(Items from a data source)

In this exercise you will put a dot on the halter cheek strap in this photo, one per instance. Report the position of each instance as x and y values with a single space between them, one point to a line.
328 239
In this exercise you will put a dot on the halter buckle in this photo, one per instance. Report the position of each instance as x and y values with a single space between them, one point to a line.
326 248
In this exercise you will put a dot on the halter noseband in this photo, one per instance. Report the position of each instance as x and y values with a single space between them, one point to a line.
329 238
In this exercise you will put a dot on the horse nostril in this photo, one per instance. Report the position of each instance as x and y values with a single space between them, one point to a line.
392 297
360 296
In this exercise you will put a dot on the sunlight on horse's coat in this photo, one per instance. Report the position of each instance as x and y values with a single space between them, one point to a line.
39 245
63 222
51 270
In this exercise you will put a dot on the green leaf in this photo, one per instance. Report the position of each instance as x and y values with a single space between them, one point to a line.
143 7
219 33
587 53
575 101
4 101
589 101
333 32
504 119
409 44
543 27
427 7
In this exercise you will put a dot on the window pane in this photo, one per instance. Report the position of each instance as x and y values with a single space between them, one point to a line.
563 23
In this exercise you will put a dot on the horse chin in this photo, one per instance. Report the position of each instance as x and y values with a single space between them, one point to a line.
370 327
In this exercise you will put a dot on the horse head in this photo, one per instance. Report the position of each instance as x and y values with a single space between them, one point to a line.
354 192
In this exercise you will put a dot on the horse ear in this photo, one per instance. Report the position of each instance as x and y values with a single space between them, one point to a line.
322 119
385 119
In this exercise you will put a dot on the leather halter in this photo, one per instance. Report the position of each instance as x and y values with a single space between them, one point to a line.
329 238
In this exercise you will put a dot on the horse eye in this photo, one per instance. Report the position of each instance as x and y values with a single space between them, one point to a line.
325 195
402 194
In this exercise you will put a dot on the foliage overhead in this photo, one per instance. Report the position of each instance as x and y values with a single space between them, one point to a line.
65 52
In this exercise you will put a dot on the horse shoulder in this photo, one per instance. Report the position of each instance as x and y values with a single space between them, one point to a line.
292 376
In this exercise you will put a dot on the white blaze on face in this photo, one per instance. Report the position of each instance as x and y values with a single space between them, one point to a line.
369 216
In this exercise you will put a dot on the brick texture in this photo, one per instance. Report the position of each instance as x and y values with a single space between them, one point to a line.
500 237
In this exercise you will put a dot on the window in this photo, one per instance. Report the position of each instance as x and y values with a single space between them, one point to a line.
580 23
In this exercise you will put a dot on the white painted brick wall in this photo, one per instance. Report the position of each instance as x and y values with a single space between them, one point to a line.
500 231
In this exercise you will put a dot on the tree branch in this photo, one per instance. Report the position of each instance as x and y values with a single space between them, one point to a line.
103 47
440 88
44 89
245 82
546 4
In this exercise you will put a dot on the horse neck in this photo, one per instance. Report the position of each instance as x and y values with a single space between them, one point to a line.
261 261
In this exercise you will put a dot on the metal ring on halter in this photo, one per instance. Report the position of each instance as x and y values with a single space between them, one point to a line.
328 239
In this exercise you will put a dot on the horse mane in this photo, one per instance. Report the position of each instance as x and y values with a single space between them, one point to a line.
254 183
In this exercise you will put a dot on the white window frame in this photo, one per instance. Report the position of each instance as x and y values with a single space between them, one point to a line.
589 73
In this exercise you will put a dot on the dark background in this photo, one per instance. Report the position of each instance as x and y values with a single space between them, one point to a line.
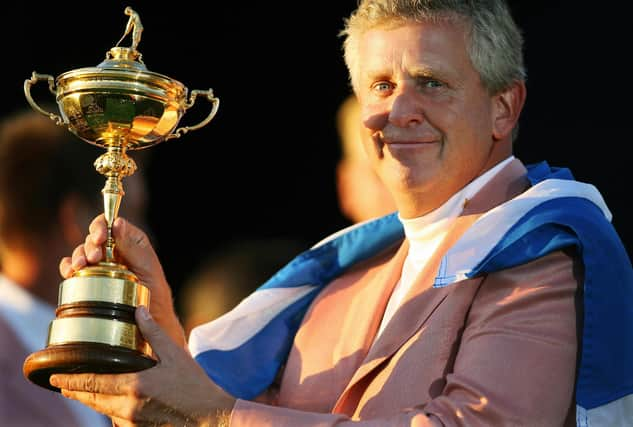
264 167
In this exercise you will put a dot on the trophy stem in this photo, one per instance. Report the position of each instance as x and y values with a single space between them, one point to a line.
114 165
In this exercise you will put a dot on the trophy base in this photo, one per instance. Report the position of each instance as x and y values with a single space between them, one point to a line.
82 358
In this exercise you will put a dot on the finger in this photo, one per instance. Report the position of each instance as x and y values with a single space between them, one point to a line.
136 250
162 345
120 408
65 267
79 258
98 230
93 252
112 384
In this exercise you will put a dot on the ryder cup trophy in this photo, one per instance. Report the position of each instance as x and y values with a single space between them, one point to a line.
120 106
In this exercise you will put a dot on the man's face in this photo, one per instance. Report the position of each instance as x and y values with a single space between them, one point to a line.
428 120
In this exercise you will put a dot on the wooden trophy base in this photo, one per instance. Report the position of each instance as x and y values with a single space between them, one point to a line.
82 358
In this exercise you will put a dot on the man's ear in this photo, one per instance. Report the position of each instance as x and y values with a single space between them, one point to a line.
507 107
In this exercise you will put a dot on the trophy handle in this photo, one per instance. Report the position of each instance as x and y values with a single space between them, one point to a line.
35 77
192 100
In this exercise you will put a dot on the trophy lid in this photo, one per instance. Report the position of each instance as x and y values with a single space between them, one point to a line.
120 103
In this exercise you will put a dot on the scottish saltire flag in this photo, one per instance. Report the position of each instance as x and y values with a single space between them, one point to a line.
243 350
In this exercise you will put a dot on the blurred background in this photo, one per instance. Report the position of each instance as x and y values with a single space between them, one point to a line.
264 168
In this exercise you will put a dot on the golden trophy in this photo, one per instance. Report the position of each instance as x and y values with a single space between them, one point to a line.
118 105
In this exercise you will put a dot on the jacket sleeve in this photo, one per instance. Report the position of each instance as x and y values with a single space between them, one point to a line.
516 364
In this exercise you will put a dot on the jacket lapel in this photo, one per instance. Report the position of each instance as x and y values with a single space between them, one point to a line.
422 299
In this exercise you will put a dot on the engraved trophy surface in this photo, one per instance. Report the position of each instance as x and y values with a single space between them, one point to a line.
118 105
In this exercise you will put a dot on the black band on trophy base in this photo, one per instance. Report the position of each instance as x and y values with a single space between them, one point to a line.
82 358
120 106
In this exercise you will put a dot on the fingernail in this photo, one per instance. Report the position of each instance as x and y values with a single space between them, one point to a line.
95 253
79 262
144 313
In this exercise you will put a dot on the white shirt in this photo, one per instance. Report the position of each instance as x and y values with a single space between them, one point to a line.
29 318
425 233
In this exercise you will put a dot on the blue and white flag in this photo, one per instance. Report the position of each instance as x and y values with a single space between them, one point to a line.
243 350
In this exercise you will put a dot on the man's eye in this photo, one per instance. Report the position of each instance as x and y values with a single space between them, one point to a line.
430 83
381 87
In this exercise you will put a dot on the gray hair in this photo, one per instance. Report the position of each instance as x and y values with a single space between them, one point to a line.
495 41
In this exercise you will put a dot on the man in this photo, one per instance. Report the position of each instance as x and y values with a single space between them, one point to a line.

* [Description of the task]:
Starting with the line that contains "In this exercise you will put a dot on the black", print each line through the last one in the listing. Include both end lines and add nothing.

* [Task output]:
In this exercise you will put a dot on the black band on trophy base in this photo, one per instance. Report the position of each instance as x and y values with a single space between them, one point to a line.
82 358
120 106
In this exercise you will put a dot on the fingernail in this photo, one per instance. Report the position of each instance as x and y values with a single space between them, one point to a line.
95 253
79 262
144 313
In this exercise you will put a dot on the white shirt in this photo, one per instance. Report the position of each instance as x and y values with a single space between them, one point to a line.
29 318
425 233
In this exercise you will put a dot on the blue and white flag in this photo, one per instance. Report the position of each instance as x and y values with a single space between them, one point to a line.
243 350
In this exercise you will put a dot on the man's eye in this photo, one per instance. Report the position of each instance as x and y values with a single space between them, one point to a line.
430 83
381 87
In this exercise you will put a dot on the gray hair in this photo, one per instance. Report the position of each instance as x and y values with a single space between them, one point to a line.
495 41
In this exercise you will put a dot on the man in this photo, one per instance. Report the position of each instance as x and y values with a single space between them, one point to a line.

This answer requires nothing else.